__WHAT THE EXERCISE ASKS__
Each record is to be printed again exactly, though not its pictures.

"""

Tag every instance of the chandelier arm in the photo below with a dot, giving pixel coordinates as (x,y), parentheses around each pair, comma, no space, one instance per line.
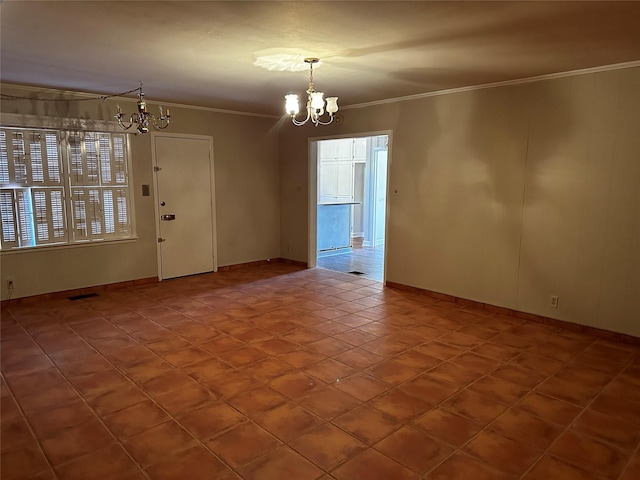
(299,123)
(319,122)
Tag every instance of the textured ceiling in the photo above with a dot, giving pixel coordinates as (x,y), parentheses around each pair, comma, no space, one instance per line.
(206,52)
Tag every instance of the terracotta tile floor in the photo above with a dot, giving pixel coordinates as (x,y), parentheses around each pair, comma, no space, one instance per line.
(273,372)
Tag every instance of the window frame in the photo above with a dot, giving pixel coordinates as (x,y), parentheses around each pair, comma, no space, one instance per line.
(119,187)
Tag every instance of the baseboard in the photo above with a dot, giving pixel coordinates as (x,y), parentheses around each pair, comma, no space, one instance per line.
(80,291)
(575,327)
(257,263)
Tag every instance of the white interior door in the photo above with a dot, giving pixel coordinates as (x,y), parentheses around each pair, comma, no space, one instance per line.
(185,205)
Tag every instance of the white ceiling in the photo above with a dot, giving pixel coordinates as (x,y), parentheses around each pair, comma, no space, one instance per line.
(204,52)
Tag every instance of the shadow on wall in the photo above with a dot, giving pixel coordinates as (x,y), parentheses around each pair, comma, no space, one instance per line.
(521,138)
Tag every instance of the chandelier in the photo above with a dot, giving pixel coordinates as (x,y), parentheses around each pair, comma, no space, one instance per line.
(315,103)
(143,119)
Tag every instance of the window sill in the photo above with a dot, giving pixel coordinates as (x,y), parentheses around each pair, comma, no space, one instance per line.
(44,248)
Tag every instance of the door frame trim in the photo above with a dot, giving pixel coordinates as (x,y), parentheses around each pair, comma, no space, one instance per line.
(154,161)
(312,227)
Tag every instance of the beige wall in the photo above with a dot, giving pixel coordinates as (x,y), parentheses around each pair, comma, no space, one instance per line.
(506,195)
(247,199)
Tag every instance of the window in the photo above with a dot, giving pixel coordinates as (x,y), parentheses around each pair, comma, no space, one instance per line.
(63,187)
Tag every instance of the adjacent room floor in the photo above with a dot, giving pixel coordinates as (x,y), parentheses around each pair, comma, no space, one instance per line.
(273,372)
(367,262)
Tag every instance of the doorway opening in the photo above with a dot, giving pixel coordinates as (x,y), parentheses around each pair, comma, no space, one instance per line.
(350,204)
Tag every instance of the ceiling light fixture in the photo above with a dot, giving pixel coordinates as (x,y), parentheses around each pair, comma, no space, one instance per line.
(143,119)
(315,103)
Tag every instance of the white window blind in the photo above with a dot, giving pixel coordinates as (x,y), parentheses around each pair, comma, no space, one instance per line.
(60,187)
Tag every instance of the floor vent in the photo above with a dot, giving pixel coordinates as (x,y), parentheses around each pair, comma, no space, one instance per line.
(84,295)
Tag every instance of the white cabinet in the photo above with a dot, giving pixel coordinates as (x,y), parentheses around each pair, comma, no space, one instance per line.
(335,150)
(336,159)
(335,182)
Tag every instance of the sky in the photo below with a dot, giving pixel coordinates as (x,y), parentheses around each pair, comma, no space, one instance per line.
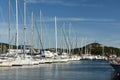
(78,22)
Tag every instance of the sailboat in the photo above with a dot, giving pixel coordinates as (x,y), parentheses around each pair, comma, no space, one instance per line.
(115,63)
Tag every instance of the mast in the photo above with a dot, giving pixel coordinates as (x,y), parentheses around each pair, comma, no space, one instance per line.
(9,22)
(32,30)
(41,27)
(17,24)
(56,33)
(24,26)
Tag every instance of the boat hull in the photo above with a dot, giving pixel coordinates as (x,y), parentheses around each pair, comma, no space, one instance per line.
(116,67)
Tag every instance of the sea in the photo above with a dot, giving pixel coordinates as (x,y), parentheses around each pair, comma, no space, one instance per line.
(73,70)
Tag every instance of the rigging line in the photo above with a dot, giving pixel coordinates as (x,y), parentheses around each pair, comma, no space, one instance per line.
(39,37)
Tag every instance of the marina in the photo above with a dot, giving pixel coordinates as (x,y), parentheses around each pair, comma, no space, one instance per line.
(59,40)
(75,70)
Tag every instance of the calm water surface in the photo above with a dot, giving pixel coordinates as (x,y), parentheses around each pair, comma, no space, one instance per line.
(76,70)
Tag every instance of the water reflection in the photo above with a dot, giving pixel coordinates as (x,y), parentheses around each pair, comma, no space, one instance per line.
(81,70)
(116,75)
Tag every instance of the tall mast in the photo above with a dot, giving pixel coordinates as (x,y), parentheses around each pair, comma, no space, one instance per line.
(56,33)
(32,30)
(9,22)
(17,24)
(41,27)
(24,26)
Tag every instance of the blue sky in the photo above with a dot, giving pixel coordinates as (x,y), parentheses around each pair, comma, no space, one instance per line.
(91,20)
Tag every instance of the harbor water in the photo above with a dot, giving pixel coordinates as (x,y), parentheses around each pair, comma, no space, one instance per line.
(75,70)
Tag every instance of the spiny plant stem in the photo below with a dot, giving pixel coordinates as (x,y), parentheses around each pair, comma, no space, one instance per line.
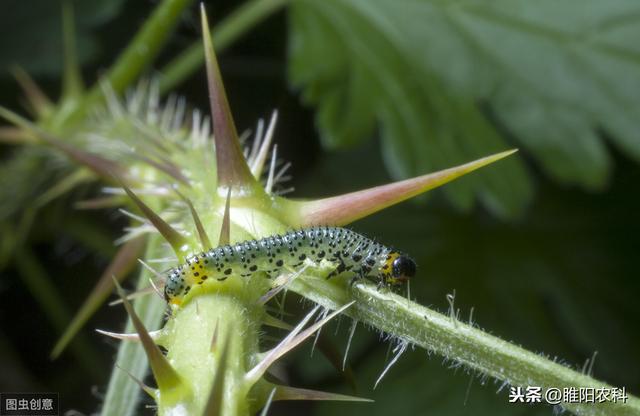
(123,393)
(197,334)
(458,341)
(225,33)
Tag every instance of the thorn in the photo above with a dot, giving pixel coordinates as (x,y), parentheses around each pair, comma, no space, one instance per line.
(225,229)
(202,234)
(291,341)
(352,331)
(128,337)
(293,393)
(149,390)
(177,241)
(451,298)
(231,165)
(272,169)
(120,266)
(134,295)
(261,157)
(256,145)
(399,350)
(165,375)
(344,209)
(267,405)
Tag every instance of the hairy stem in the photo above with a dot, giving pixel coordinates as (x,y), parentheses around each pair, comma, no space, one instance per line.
(225,33)
(123,393)
(458,341)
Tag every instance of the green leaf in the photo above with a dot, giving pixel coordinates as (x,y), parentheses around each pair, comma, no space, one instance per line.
(550,75)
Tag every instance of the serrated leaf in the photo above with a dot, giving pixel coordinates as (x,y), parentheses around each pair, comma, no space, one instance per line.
(551,73)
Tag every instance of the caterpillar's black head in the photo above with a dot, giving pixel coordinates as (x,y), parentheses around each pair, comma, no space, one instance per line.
(403,268)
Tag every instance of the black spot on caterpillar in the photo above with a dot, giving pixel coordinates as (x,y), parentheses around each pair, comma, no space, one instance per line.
(349,250)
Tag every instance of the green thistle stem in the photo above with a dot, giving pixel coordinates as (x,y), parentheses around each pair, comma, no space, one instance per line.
(458,341)
(123,393)
(188,338)
(225,33)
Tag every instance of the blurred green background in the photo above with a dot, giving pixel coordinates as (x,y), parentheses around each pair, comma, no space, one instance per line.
(367,93)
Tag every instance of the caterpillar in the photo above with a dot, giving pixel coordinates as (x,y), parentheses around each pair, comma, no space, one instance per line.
(351,252)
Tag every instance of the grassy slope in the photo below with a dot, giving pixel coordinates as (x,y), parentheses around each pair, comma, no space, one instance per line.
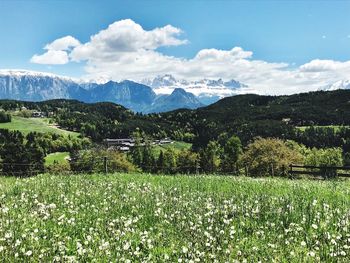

"""

__FINISHED TASK__
Tag every instance of the chandelier arm in the photo below with a dot, giving pixel coordinates as (x,y), parentheses around each pair, comma, no space, one instance per line.
(299,123)
(319,122)
Tag every instance of the textured ceiling in the photo above with a dot, giving pixel coordinates as (x,y), parentheses around each pair, comma, no space, one instance per line.
(206,52)
Tag every instance of the terracotta tile floor in the photo above with a dot, giving pixel coordinates as (x,y), parentheses around each pair, comma, no space, one instance per line.
(273,372)
Tag every instance of the window frame in the photo above with a dot, giving pixel coordinates as (x,y), parentheses around each pair, comma, no space, one instance per line.
(119,187)
Tag every instance of the baseboard in the photo above with a dot, giving pixel coordinates as (x,y), parentheses around each pair, comma, no space, one instance per line.
(80,291)
(575,327)
(257,263)
Tag every instance of the white interior door in the photo above with a dot, giving pixel coordinates as (x,y), parentheses around each pair, comma, no space, one instance per line.
(185,205)
Tag every instance of the white ceiling in the photo above with a dot, giving pixel coordinates as (x,y), parentheses around each pair, comma, no space, one instance per line.
(204,52)
Tag every instance of the shadow on wall in the photo above with a dot, giving pixel coordinates as (x,y), parentheses around each pair, comma, no space, one instance per line.
(521,138)
Tag every instance of the chandelier in the photo above with a dot, giving pixel coordinates as (x,y), parentheses around each pair, comma, no space, one instance per line.
(315,103)
(143,119)
Tag every instance of the window sill in the photo above with a dot, giving pixel coordinates as (x,y), parentheses around each pair, comma, no space, one instance per line.
(44,248)
Tag every instance of the door frame trim in the photo above with a dot, giving pixel coordinates as (x,y), parentheses around each pair, comma, no space, one instance per line.
(154,161)
(312,227)
Tag every instance of the beige wall in the photo above with a dot, giving pixel coordinates as (x,y), parentheses around each pair, comma, no space, one instance per line.
(506,195)
(247,199)
Tag every instance of the window in the photo above with a dot, giving pixel coordinates as (x,y), parentheses around each pair, comma, no space, one instance per line.
(63,187)
Tag every instance of the adjacent room floor in the photo above with a dot, giving pixel coordinates as (x,y), parentheses around each pair, comma, no space, one instance per line.
(273,372)
(367,262)
Tag every instance of the doorway opening in the photo above with a dot, giving pixel coordinates as (x,y), parentheses around each pair, comma, no space, one instance per line.
(350,204)
Tag every instance of the ceiling light fixture in the photo above with a dot, giving pixel coordinates as (x,y), parentheses around each pair, comma, no space, one instance per line.
(143,119)
(315,103)
Tag every instance of the white window blind in the photo above with a dot, giving pixel coordinates as (x,y), parentheses around each pair, comma, no space, one instance per line.
(60,187)
Tag every instance of the floor vent in the photo above with a dot, giving pixel coordinates as (x,y), parentheses around each pair, comma, no space, one instance per line.
(84,295)
Tag every instance of the white cabinet in the photo above with a dot, giving pixel coordinates as (x,y), parentheses around each pair, comma, no space, one instance per line.
(335,150)
(336,159)
(335,182)
Tag every instance of the sky in the photo below with a dot, giving pixel coordinates as (x,y), parentheses around each pair, comma, no space, one instance per line.
(78,22)
Tag every instance of the sailboat in the photo above with a dot, giving pixel coordinates as (x,y), parentheses around each pair, comma, no space, one instance per line.
(115,63)
Tag every instance of the mast in the photo above with a dot, giving pixel coordinates as (x,y), parentheses around each pair, comma, no space, one instance per line.
(9,22)
(32,30)
(41,27)
(17,24)
(56,33)
(24,26)
Tag every instance of the boat hull in the photo above with a dot, giving pixel coordinates as (x,y), parentheses around each pair, comma, no space, one instance per line.
(116,67)
Tag every instance of the sea in the photo above with a dot, giving pixel coordinates as (x,y), parentheses around each pair, comma, no space, one instance per line.
(73,70)
Tag every instance of the rigging line in the photo above with a dot, giving pixel coordinates as (x,y), parentheses around each pair, comma, no space, one instance per line.
(39,37)
Tag every instance of the marina in the photo above with a dot, giving pixel coordinates as (x,y), parentheses around each pair, comma, no space, one instance per line.
(59,40)
(75,70)
Tag every instance of the calm water surface in the photo above with a dot, giving pixel coordinates as (x,y), parentheses around each pair, comma, no space, one instance per line.
(76,70)
Tag every instance of the water reflection in the photo above with a dot, giving pixel coordinates as (x,y), parentheses around each pair, comma, no space, one instance per line.
(81,70)
(116,75)
Tag every instance of the tall mast in the photo above with a dot, giving pixel coordinates as (x,y), parentheses around each pair, comma, no space, one instance per line.
(56,33)
(32,30)
(9,22)
(17,24)
(41,27)
(24,26)
Tag every instance of the blue sky in the photo above with a dot, giving pixel coordinates as (x,y), parentheses around each pair, comma, no space, one instance per line.
(91,20)
Tag every instance of the harbor water in the photo above with a dot, giving pixel coordinates as (x,y), parentheses around each pair, comma, no space, one instance per line.
(75,70)
Tag every instance of the spiny plant stem in the photo below with a dot, giving pixel coordinates as (x,y), parentheses around each pair, comma, no space, one instance per line.
(123,393)
(197,334)
(458,341)
(225,33)
Tag every instance of the thorn in the photo above with a dot, giving pixel coordinates as (x,y), parentheses around each pair, comma, no space, one instance per line.
(225,229)
(202,234)
(291,341)
(352,331)
(128,337)
(293,393)
(149,390)
(177,241)
(451,298)
(231,165)
(272,169)
(120,266)
(134,295)
(261,157)
(256,145)
(399,350)
(165,375)
(344,209)
(267,405)
Tag every instance of the hairy stem in the photo above with a dot, giving pixel coordinates as (x,y), parentheses around each pair, comma, no space, one instance per line.
(225,33)
(123,393)
(458,341)
Tag every instance of the green leaf in the photo above with a dot, giving pixel coordinates as (x,y), parentheses around each pair, comma, no space, one instance per line.
(550,75)
Tag every instance of the serrated leaf in the photo above with a dot, giving pixel coordinates as (x,y), parentheses around each pair, comma, no space, one instance per line.
(551,73)
Tag every instance of the caterpillar's black head in the photo above with a dot, giving pixel coordinates as (x,y), parentheses around each pair, comma, no space, one instance per line.
(403,268)
Tag every instance of the black spot on caterpillar in the photo above with a dot, giving pixel coordinates as (x,y), parentheses around each pair, comma, no space, one instance per line.
(349,250)
Tag every instance of the green thistle stem in the photo above with a dot, giving pixel coordinates as (x,y), parentheses around each pair, comma, no space, one instance per line.
(458,341)
(123,393)
(188,338)
(225,33)
Tag every instance of the blurred green background in the photo above with a dot, giving pixel coordinates as (x,y), parentheses around each pair, comma, no space, one instance per line.
(367,93)
Tag every instance of the caterpillar in the photo above with a dot, giving pixel coordinates as (x,y), parentheses around each pair, comma, no space, one instance per line.
(351,252)
Tag every instance of the grassy slope in the photo below with a dot, giving pixel coordinates as (x,y), parentheses around each pair, comma, no space, one instance per line.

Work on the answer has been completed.